* [Activity]:
Give all of the records again precisely, excluding whatever pictures they contain.

⟨

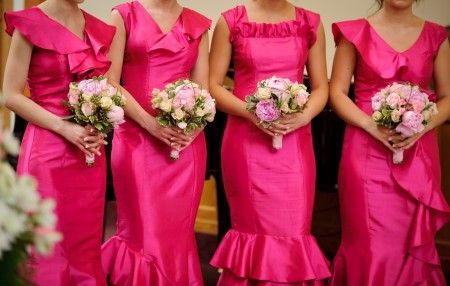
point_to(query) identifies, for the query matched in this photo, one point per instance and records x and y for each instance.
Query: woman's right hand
(382, 134)
(250, 116)
(87, 138)
(171, 136)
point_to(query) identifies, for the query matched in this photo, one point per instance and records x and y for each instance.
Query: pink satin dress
(390, 213)
(270, 192)
(60, 57)
(157, 199)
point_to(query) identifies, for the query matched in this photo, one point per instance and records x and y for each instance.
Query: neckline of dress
(422, 32)
(64, 27)
(264, 23)
(156, 23)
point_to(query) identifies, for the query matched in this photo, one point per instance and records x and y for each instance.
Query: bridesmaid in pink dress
(270, 192)
(53, 44)
(157, 42)
(390, 213)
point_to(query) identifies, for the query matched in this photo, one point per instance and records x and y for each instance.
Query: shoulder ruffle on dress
(357, 32)
(189, 27)
(129, 267)
(86, 58)
(192, 27)
(304, 26)
(432, 209)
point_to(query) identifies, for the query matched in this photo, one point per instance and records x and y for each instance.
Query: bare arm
(343, 68)
(16, 72)
(220, 56)
(133, 109)
(317, 71)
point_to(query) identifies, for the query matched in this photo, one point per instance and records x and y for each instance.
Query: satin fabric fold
(270, 192)
(157, 198)
(390, 213)
(59, 166)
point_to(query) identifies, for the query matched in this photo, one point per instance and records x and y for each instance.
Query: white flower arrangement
(27, 222)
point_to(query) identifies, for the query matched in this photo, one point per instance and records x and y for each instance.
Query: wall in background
(330, 11)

⟩

* [Task solution]:
point_to(query) identifies, for the query matched in this photo, one point per instance and records x and y for each instance.
Query: woman's right hand
(382, 134)
(250, 116)
(87, 138)
(171, 136)
point_to(query) identifies, for the query matched in this photo, one point per instance and records x and y for each instance.
Query: pink satin dress
(390, 213)
(270, 192)
(60, 57)
(157, 199)
point_to(query) identifies, for the query matched in this photo, one point per instance and records x and y for each instance.
Query: neckline of dress
(422, 32)
(64, 27)
(264, 23)
(156, 23)
point_to(query) identifies, for the query matched in this photo, one point per instance and records x and y for each instance.
Query: bridesmaid in pink dress
(270, 192)
(53, 44)
(157, 42)
(390, 213)
point_to(query) identifies, for the query matched in this photo, one point per instance and records x and y for each instance.
Query: shoulder ruffle on dress
(357, 32)
(189, 27)
(129, 267)
(86, 58)
(192, 27)
(304, 26)
(432, 209)
point_to(query) identifies, for the query matched in this photo, one point per instance and records x and y for each instance.
Query: bare arm
(343, 68)
(16, 72)
(220, 56)
(133, 109)
(317, 71)
point_to(query) identifies, for the query matched in this photo, one point per instance and records x and y for each instance.
Query: satin fabric fold
(270, 192)
(157, 198)
(390, 213)
(59, 166)
point_to(query) identifies, for the query matched in this photo, one point per instance and records x and y for each instance.
Query: white flower arrangement
(27, 222)
point_to(query) identifies, for the query matched in this photo, one point per instance and records x and y for each instance.
Query: wall in background
(330, 11)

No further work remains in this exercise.